*SECÇÃO DO TEXTO*
Um sonho do dr. Mário Soares

Público, 17.12.2008, Rui Ramos

O PS arranjou uma maioria absoluta e os ingredientes necessários para uma mexicanização duradoura do regime

Depois de três anos de sondagens de opinião, sempre com o PS muito à frente, eis uma interpretação possível do estado actual da política portuguesa: estamos todos a viver um sonho de Mário Soares. O dr. Soares terá tido o sonho pela primeira vez em 1976, e era assim: o seu Partido Socialista, em vez da ala esquerda de um sistema de dois partidos ou blocos de partidos que alternassem no governo, funcionaria como a união nacional da democracia, a "charneira" de toda a sensatez e de todos os interesses, e portanto o eixo permanente do governo e do Estado. À sua direita e à sua esquerda ficariam acantonadas algumas correntes minoritárias, úteis para a pluralidade do regime, mas impróprias para exercer o poder.
Mário Soares teve o sonho, mas não o viveu no seu tempo de liderança partidária. Com ele, o PS foi o partido mais votado em três das cinco eleições parlamentares realizadas entre 1975 e 1983. Mais: ao princípio, foi o único partido a contar mais de dois milhões de votos (em 1975 e 1983) e o único verdadeiramente nacional, com votação em todo o país, perante um PSD e um CDS confinados ao Norte e um PCP contido no Sul. Num país dividido, só o PS parecia poder governar - isto é, proceder aos ajustamentos necessários para liquidar o défice do PREC e contornar a rigidez das suas leis - sem provocar uma guerra civil. Constava ainda, além disso, ser o único com os números de telefone dos governantes europeus - e americanos.

*INFORMAÇÃO EXTRAÍDA*
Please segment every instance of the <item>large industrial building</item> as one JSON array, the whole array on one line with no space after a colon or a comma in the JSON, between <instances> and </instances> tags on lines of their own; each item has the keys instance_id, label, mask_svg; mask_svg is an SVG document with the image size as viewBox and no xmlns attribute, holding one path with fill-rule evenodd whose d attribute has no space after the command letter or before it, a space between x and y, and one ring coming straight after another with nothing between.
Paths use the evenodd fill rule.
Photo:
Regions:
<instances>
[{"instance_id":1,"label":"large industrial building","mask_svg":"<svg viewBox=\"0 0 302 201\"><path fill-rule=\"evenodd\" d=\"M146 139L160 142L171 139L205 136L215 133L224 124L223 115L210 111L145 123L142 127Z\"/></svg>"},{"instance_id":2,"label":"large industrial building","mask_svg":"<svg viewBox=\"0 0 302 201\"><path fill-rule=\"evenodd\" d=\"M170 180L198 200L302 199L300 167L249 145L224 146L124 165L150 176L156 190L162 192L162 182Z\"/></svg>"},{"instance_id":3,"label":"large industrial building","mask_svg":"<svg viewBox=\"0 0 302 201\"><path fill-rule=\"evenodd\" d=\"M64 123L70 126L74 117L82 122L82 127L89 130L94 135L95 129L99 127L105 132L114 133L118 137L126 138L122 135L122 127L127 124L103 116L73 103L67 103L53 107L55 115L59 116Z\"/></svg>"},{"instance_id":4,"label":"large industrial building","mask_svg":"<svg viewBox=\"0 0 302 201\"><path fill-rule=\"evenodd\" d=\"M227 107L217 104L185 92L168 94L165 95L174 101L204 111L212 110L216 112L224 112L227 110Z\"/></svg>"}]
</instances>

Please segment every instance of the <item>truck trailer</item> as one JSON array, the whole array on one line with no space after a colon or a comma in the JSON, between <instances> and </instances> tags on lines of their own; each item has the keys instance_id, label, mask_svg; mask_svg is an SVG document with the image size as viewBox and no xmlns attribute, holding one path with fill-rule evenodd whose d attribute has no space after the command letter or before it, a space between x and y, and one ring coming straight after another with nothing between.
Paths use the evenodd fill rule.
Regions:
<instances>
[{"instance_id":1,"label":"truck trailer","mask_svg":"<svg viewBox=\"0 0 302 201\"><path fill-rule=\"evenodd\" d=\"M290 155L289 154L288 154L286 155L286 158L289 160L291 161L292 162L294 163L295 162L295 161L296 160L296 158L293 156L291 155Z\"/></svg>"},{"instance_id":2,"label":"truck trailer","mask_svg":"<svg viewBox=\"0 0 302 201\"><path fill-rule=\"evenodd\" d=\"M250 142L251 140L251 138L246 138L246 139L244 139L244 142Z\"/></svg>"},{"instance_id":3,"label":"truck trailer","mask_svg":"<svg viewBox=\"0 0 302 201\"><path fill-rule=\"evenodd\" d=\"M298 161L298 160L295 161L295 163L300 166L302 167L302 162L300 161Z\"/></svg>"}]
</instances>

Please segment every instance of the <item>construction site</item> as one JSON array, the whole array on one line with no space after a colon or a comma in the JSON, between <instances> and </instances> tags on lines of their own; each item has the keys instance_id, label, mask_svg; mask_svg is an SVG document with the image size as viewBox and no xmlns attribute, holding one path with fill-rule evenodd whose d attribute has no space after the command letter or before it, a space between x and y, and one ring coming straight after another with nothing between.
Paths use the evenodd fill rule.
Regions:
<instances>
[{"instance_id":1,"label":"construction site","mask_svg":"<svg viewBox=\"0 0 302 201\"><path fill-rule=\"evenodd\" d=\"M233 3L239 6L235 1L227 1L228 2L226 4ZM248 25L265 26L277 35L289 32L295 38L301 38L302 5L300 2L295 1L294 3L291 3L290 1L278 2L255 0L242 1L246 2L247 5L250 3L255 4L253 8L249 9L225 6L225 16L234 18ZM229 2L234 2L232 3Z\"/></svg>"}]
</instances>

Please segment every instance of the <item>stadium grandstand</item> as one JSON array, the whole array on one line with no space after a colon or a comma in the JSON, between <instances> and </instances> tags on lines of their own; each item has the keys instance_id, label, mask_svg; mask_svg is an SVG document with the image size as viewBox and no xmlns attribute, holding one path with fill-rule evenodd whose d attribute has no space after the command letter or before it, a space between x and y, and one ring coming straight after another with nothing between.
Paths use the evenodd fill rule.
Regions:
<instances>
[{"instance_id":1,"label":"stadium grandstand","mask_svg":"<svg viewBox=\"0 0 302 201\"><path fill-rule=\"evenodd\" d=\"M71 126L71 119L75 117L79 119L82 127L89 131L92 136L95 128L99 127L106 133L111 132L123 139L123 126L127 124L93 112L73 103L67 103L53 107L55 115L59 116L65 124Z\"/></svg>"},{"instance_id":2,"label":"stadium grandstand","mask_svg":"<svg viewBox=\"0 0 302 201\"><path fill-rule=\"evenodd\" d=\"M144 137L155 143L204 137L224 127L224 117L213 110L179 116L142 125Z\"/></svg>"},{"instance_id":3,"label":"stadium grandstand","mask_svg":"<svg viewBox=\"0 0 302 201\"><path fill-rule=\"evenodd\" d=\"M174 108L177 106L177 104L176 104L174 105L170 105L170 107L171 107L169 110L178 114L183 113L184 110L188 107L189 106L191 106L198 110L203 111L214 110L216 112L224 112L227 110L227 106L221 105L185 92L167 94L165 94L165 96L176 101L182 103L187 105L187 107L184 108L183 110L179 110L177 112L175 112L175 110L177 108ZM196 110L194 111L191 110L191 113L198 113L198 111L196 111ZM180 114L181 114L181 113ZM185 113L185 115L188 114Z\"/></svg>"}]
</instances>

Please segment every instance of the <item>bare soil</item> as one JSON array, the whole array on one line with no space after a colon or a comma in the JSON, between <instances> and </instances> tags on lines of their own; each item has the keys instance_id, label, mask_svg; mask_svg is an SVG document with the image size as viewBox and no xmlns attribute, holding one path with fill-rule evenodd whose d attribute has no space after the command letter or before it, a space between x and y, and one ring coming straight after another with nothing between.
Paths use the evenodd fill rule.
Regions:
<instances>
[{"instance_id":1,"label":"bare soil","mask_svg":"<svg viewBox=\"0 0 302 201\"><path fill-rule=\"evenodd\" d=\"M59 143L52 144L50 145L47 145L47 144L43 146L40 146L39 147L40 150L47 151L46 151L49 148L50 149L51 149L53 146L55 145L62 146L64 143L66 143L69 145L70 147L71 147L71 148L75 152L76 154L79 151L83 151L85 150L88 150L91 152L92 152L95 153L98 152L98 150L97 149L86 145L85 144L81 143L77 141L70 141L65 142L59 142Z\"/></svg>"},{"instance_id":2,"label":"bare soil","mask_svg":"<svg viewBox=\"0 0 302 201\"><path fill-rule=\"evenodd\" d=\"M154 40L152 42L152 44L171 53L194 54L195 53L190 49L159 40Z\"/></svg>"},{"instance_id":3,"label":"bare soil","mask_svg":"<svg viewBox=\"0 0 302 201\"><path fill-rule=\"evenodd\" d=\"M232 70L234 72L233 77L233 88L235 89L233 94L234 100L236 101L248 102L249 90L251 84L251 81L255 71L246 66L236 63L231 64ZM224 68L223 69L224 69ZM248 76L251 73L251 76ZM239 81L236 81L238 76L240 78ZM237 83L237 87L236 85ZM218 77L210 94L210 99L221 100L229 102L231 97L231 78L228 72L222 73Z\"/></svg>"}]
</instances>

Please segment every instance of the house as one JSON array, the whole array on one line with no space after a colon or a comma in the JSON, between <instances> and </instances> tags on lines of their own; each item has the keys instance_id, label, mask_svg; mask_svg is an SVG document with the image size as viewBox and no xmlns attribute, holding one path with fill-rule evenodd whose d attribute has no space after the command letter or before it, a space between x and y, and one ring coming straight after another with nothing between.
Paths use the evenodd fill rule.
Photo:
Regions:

*O QUE FARÁ*
Prossiga o artigo sobre o sonho de Mário Soares para o PS a partir da última frase apresentada.

*RESPOSTA AO EXERCÍCIO*
Mas os partidos à direita e à esquerda do PS expandiram-se eleitoralmente, as finanças do Estado das nacionalizações exigiram sempre cuidados intensivos, a adesão à CEE demorou, e o dr. Soares teve de passar, para governar, por alianças complicadas. Pior: o sonho do PS esbarrou logo noutro, o do presidencialismo militar. O general Eanes despediu o PS do poder em 1978, provocou a divisão da sua liderança em 1980, retirou-lhe quase metade do eleitorado em 1985, e foi a razão pela qual o próprio Mário Soares, em 1987, preferiu arriscar uma vitória de Cavaco Silva a ver o PS regressar ao governo na dependência de eanistas e comunistas.
Do fracasso do sonho de Mário Soares nasceu uma ilusão: a do PSD, que se julgou, nas décadas de 1980 e de 1990, o "partido natural do governo", ou pelo menos o pólo dominante de uma bipolarização. Frágil fantasia de dominância, que teve de ser passada à sombra presidencial do dr. Soares e que começou a desfazer-se na década de 1990, quando Guterres aproveitou as marés do anticavaquismo e da terceira via, e que, perante o colapso guterrista, acabou entre 2002 e 2005, com essa prova magistral de irrelevância que foi o Governo PSD-CDS.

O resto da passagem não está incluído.